## Kısa alıştırma 1
Girdilerde "indicate the shadow" ifadesini içeren satırdan girdilerin sonuna kadar uzanan kısmı, iki ucu da dahil ederek birebir kopyalayın. Resimleri cevaba almayın.

## Seçilmiş bölüm

1990’LARDA iletişim teknolojisinde ortaya çıkan gelişmelerin en önemli sonuçlarından birisi hiç şüphesiz, haber ve bilgi akışının akıl almaz ölçüde hızlanmasıydı. Özellikle de küreselleşmenin sembolü haline gelen internet sayesinde dünyanın herhangi bir köşesinde yaşanan herhangi bir gelişme, dünyanın geri kalanına anında yansır hale geldi. Yazılı basının internet ortamına kısa sürede adapte olması sayesinde, daha önce ancak birkaç gün gecikmeyle ulaşılabilen dünyanın önde gelen gazete ve dergileri, bir tıklama kadar yakınlaştı. Üstelik bu yakınlaşma, internet öncesinde birbirlerinden sadece Batı kontrolündeki medya organlarının sağladığı akış üzerinden haberdar olabilen Batı dışı dünya arasında da doğrudan bir iletişim kurulmasını sağladı.
Biz de internet sayesinde günbegün takip edebildiğimiz ABD ve İngiliz basınının son iki aydır Türkiye’de yaşanan siyasi kriz üzerine yaptığı analizlerin genel bir değerlendirmesini sunalım istedik. Zira Anglo-Sakson medyasının dünya kamuoyuna yön veren gazete ve dergileri, gelişmelere zaman zaman oryantalist gözlüklerle bakıyor olsalar da, Türkiye’yi yeni bir alt-üst oluşun eşiğine getiren son siyasi krizin, dışarıdan bir bakışla, soğukkanlılıkla çizilmiş bir resmini görmemizi sağlayabiliyorlar.
14 Nisan’da Tandoğan’da yapılan Cumhuriyet mitingiyle başlayan, Abdullah Gül’ün cumhurbaşkanlığı adaylığı ve 27 Nisan e-muhtırasının ardından da sayıları artan bu yorumlardaki genel hava, ılımlı İslamcı olarak nitelendirilen AKP’nin iktidarı boyunca Türkiye’nin AB ile yakınlaşması yolunda çok büyük adımlar attığı yönündeydi. Türk halkının bir kesiminin Cumhuriyet mitinglerinde ortaya koyduğu “yaşam tarzı korkusu” anlaşılabilir olsa da, Başbakan Tayyip Erdoğan ve hükümetinin Türkiye’nin laik sistemini değiştirmek gibi bir niyetlerinin bulunduğunu gösteren hiçbir davranışta bulunmadıkları belirtiliyordu. Bu noktada ordunun Türkiye’nin demokratik yapısını değiştirecek bir müdahalede bulunmasının yanlışlığı üzerinde duruluyor ve Batılı hükümetlerin böylesi bir müdahaleye kesinlikle karşı çıkması gerektiğine dikkat çekiliyordu.

## Çıkarılan girdiler

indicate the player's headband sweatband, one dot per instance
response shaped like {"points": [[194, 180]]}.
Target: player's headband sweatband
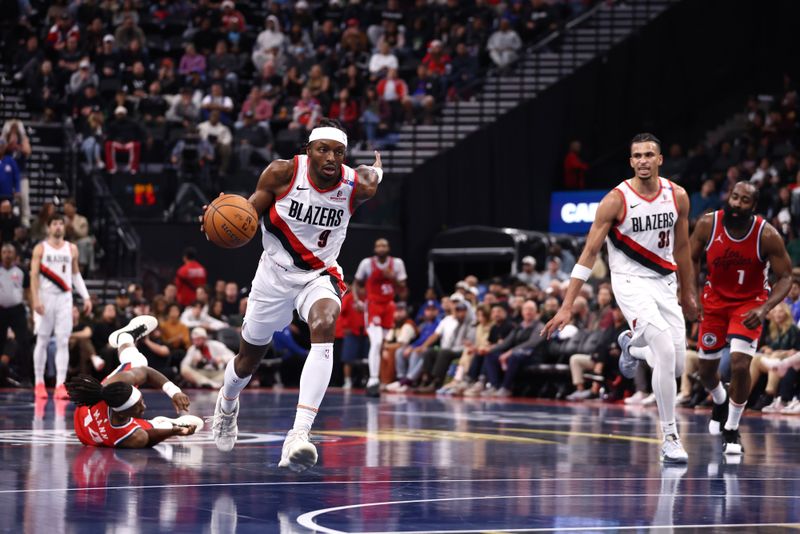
{"points": [[329, 134], [133, 399]]}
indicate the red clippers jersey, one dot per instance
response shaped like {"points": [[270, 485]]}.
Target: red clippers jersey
{"points": [[736, 270], [379, 288], [93, 423]]}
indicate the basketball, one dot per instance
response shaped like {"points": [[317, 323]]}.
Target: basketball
{"points": [[230, 221]]}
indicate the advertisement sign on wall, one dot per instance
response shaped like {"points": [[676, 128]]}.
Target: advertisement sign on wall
{"points": [[572, 212]]}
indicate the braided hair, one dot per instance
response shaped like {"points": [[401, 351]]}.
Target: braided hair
{"points": [[86, 390]]}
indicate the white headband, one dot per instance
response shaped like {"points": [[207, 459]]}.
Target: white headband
{"points": [[133, 399], [328, 133]]}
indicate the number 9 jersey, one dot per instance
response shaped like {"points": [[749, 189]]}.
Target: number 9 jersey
{"points": [[304, 229]]}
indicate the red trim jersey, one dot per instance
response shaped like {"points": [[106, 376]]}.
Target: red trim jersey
{"points": [[736, 270], [304, 229], [55, 270], [641, 244], [93, 423]]}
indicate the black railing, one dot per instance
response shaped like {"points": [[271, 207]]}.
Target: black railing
{"points": [[118, 240]]}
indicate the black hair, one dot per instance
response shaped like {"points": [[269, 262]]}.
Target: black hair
{"points": [[331, 123], [646, 138], [86, 390]]}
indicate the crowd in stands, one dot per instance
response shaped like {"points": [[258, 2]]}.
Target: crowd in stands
{"points": [[204, 86]]}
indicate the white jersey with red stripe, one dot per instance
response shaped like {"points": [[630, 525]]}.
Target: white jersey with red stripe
{"points": [[304, 229], [641, 244], [55, 269]]}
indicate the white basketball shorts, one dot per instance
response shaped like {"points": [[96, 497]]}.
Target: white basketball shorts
{"points": [[57, 318], [276, 293], [646, 301]]}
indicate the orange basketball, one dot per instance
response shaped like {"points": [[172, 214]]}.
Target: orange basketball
{"points": [[230, 221]]}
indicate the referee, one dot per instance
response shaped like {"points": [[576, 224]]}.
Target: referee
{"points": [[12, 311]]}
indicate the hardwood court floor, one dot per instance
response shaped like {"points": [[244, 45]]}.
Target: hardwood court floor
{"points": [[400, 464]]}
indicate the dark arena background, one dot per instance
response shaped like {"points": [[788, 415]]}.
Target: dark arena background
{"points": [[501, 125]]}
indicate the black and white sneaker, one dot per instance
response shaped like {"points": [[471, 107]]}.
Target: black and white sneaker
{"points": [[731, 443], [138, 328], [719, 415]]}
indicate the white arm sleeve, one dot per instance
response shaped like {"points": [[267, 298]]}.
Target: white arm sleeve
{"points": [[80, 286]]}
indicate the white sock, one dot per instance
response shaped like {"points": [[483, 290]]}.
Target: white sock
{"points": [[62, 359], [669, 428], [233, 385], [131, 354], [375, 334], [313, 383], [718, 393], [663, 362], [40, 358], [641, 353], [735, 411]]}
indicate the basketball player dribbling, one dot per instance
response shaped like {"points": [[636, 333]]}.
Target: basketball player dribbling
{"points": [[380, 275], [740, 248], [54, 273], [645, 221], [305, 205]]}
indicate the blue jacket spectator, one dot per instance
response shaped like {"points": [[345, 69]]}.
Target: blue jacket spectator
{"points": [[9, 174]]}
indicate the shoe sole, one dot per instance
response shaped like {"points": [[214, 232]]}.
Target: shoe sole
{"points": [[304, 456], [148, 321], [674, 461]]}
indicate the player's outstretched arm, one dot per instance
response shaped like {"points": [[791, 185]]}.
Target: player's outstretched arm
{"points": [[368, 179], [774, 251], [683, 256], [142, 438], [608, 213], [698, 241]]}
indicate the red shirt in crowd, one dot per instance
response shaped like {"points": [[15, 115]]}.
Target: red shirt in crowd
{"points": [[189, 277], [346, 113]]}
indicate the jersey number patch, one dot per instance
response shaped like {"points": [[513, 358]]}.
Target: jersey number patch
{"points": [[323, 238], [663, 239]]}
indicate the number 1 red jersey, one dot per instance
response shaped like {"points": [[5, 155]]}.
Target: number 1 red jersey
{"points": [[736, 270]]}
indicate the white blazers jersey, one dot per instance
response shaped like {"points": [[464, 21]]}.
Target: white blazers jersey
{"points": [[55, 271], [304, 229], [642, 243]]}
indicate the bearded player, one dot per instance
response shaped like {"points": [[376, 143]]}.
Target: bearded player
{"points": [[305, 205], [645, 220], [381, 275], [740, 247], [109, 414]]}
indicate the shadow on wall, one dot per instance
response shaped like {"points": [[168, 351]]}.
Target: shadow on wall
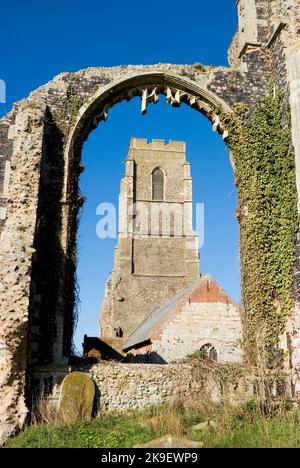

## Kısa alıştırma 2
Seçilmiş bölüme göre 1990'larda iletişim teknolojisindeki gelişmelerin en önemli sonuçlarından biri neydi?

## Görev sonucu 1
indicate the shadow on wall, one dot per instance
response shaped like {"points": [[168, 351]]}.
Target: shadow on wall

## Görev sonucu 2
Haber ve bilgi akışının akıl almaz ölçüde hızlanması.